• **Written request**
Restate the complete material exactly.

• **Supplied entries**
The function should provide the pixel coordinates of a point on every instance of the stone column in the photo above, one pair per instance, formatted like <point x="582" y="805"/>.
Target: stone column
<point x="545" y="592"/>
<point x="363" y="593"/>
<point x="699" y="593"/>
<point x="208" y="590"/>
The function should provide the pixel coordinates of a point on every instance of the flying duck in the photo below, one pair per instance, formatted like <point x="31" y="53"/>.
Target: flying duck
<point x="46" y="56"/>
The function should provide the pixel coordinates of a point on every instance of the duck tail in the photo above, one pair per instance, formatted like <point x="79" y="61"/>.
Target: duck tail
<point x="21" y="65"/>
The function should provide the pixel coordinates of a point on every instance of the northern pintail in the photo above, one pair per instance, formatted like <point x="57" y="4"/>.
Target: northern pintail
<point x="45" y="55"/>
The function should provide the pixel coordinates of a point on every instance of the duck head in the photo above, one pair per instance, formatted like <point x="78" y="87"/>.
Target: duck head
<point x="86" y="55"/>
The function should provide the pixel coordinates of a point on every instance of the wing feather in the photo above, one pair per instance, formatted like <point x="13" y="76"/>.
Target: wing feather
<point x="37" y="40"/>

• **Response to the exercise**
The function should provide the pixel coordinates of a point on every instance of the stone column in the photo above, one pair per instance, formatted like <point x="582" y="805"/>.
Target: stone column
<point x="545" y="592"/>
<point x="363" y="593"/>
<point x="699" y="593"/>
<point x="208" y="590"/>
The function should provide the pixel coordinates of a point on every instance of the flying duck in the photo below, one pair per instance, formatted like <point x="31" y="53"/>.
Target: flying duck
<point x="46" y="56"/>
The function should provide the pixel coordinates of a point on every instance of the duck tail in the photo above, one pair per instance, formatted like <point x="79" y="61"/>.
Target: duck tail
<point x="21" y="65"/>
The function should provide the pixel coordinates of a point on every instance of the northern pintail in the photo above, one pair per instance, formatted like <point x="57" y="4"/>.
Target: northern pintail
<point x="45" y="55"/>
The function should provide the pixel coordinates of a point on every instance of the duck head in the photo above, one pair per instance, formatted like <point x="78" y="87"/>.
Target: duck head
<point x="86" y="55"/>
The function should provide the pixel coordinates of a point on every instance of the wing feather in the photo above, one pair per instance, formatted like <point x="13" y="76"/>.
Target: wing feather
<point x="37" y="40"/>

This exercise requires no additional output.